SELECTED EXTRACT:
+++

During my online chats with readers, I often run out of time trying to answer all of the questions.

Recently there was an inquiry I wanted to take some time to address. It was about a young person’s first car purchase, something that comes up in almost every family.

Here’s the background: A 23-year-old has $3,000 saved and has chosen a used 2014 vehicle that costs $17,000 (no model specified). On his own, he qualifies for a $15,000 loan with a 9.9 percent annual percentage rate. With a parent co-signing, he qualifies for $18,000 with a 2.8 percent APR. His mother wrote, “I am willing to co-sign, as well as his dad, to get the better rate.”

He currently drives his mother’s 2000 car (no model specified).

“He has shopped for loans, done research on the model’s reliability, etc.,” his mother said. “The current 15-year-old car has a Blue Book value of less than $2,000 and needs a new transmission and some other work that will cost over $2,000.”

She added, “We looked at leasing, but he plans on keeping this car for 10 years. So buying seems like a better plan.”

So his mother wants to know: (1) Should her son use his $3,000 in savings for a down payment or keep the money to use for future repairs? (2) Is there anything she should advise him about the process?

+++

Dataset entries

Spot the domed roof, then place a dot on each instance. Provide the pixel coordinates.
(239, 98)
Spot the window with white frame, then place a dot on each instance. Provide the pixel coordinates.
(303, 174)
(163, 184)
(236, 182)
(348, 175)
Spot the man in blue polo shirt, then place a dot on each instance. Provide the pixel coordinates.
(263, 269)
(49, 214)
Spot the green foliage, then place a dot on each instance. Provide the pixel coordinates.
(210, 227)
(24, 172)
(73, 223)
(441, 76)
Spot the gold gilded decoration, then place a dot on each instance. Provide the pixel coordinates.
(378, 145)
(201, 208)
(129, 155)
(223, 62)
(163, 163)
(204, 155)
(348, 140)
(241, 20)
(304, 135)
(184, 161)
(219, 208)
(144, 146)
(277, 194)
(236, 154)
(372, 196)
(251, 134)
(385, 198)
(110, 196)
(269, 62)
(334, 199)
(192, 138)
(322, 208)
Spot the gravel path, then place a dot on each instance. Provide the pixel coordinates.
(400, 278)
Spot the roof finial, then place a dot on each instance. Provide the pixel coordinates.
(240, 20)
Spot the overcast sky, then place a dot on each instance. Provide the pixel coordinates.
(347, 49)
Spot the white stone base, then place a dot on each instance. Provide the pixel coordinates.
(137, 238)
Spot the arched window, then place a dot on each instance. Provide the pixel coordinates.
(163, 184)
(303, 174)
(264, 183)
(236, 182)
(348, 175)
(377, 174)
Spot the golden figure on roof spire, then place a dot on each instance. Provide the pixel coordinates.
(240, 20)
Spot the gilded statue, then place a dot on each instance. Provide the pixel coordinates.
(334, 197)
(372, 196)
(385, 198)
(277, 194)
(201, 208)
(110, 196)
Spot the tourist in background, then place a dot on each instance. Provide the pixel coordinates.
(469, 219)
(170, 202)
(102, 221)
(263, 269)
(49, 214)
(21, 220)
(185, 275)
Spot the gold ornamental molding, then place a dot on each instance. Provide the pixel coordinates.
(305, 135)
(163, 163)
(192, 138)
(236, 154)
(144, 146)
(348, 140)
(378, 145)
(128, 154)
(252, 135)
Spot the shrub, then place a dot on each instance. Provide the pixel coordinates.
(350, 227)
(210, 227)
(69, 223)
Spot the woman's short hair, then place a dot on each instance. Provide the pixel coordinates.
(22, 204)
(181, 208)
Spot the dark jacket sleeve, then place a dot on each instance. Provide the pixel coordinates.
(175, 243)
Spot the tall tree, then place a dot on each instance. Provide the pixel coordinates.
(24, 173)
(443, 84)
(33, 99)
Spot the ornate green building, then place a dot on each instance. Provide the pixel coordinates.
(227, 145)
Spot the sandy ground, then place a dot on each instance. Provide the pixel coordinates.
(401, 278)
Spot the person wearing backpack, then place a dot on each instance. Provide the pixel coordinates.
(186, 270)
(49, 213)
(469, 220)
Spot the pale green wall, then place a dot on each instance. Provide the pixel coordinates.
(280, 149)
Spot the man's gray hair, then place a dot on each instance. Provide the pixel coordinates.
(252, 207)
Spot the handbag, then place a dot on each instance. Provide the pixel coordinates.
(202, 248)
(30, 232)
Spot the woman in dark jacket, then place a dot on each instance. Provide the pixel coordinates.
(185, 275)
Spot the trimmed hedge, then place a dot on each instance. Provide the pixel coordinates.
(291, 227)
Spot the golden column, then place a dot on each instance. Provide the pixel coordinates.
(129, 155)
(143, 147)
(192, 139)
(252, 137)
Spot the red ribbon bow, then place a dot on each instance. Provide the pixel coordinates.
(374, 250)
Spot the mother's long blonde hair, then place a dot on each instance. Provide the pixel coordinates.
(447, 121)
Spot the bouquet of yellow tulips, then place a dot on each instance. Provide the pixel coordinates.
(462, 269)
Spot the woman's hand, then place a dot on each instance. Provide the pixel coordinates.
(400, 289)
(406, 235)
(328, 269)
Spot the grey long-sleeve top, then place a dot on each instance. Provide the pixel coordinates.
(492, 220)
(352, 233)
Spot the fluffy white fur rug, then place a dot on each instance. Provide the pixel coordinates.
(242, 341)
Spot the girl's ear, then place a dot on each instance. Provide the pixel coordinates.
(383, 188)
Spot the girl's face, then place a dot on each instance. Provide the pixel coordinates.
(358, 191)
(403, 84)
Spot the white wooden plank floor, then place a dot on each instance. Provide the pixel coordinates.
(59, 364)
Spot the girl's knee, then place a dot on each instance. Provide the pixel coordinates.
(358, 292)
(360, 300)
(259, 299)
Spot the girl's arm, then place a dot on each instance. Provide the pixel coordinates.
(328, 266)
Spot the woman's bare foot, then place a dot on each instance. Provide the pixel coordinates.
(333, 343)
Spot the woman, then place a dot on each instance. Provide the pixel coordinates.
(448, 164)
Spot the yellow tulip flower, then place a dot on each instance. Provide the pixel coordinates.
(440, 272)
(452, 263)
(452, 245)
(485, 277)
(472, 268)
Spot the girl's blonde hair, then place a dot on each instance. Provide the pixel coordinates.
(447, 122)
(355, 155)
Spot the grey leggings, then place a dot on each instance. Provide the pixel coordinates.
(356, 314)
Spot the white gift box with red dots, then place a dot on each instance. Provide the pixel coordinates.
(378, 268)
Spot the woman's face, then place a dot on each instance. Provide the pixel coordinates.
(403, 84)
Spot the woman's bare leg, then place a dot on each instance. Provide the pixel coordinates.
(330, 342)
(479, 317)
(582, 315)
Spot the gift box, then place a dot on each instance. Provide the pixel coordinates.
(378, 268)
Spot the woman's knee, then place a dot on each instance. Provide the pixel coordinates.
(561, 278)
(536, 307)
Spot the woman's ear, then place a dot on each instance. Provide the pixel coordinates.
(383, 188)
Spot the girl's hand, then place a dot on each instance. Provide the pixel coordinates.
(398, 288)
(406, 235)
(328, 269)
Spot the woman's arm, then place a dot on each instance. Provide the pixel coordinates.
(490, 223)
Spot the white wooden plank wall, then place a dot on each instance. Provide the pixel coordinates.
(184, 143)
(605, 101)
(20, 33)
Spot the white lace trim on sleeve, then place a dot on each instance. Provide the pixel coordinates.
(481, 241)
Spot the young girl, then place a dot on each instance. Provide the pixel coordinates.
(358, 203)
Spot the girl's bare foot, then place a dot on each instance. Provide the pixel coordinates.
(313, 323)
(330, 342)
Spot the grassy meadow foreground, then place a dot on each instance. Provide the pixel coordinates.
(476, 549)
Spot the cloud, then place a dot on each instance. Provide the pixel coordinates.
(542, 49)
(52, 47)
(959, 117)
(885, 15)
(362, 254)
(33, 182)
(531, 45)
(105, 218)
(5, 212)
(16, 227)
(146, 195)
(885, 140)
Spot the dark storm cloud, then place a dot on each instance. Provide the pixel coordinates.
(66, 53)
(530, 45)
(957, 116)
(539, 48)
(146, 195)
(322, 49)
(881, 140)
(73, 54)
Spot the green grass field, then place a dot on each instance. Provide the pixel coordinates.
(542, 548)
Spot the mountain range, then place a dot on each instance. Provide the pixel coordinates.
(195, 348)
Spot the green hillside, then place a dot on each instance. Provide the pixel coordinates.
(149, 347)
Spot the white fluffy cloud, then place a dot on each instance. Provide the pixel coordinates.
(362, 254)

+++

REQUIRED ACTIONS:
[a] Answer these questions from the column on a young person's first car purchase:
(i) How much money does the 23-year-old have saved?
(ii) What APR does he qualify for with a parent co-signing?
(iii) For how many years does he plan to keep the car?
[b] List each distinct dollar amount that appears in the column on a young person's first car purchase.
[c] Resume the column on a young person's first car purchase, picking up right after the mother's two questions.
Nothing here requires the dataset entries.

ANSWERS BY TASK:
[a]
(i) $3,000
(ii) 2.8 percent
(iii) 10 years

[b] $3,000, $17,000, $15,000, $18,000, $2,000

[c]
My thoughts: I’m thrilled he rejected the idea of leasing a car. He’s thinking like most of his peers. Millennial Branding, a research and consulting firm, and Elite Daily, a news and entertainment Web site directed toward millennials, found that 71 percent of the young adults they surveyed prefer buying to leasing.

In defense of leasing, dealers often point out that monthly payments are lower compared with an auto loan. They argue that if you are going to get a new car in a few years, it’s better to lease. But all these arguments focus on the short term.

“In general, it makes financial sense for most to buy a vehicle, especially if you drive a lot of miles,” according to Consumer Reports. “The financial workings of leasing are so confusing that people don’t realize that leasing invariably costs more than an equivalent loan.”

So now that I’ve dispensed with that issue, let’s focus on a few things in play in this family’s financial decision:

Parents co-signing. Don’t do it. Yes, I know your son can qualify for a cheaper loan. However, co-signing means you are on the hook for the loan — all of it. Yes, it sounds like your son is a good money manager. But understand this when you co-sign: You are not a backup borrower. Any late or missed payments can show up on your credit files. And because the loan is counted in your total outstanding debt ratio, it could bring down your credit scores and/or affect your ability to borrow.

The $3,000. If he’s intent on buying a car, put all of the money toward the purchase price, which will bring down the interest costs. He could also make extra principal payments to further reduce his interest expenses.

If he hasn’t already, check to see if he could qualify for a lower rate by getting financing through a credit union, which often offers lower rates than banks. If he’s not a member of a credit union, which I recommend, he can see if he qualifies for one in his area by going to asmarterchoice.org.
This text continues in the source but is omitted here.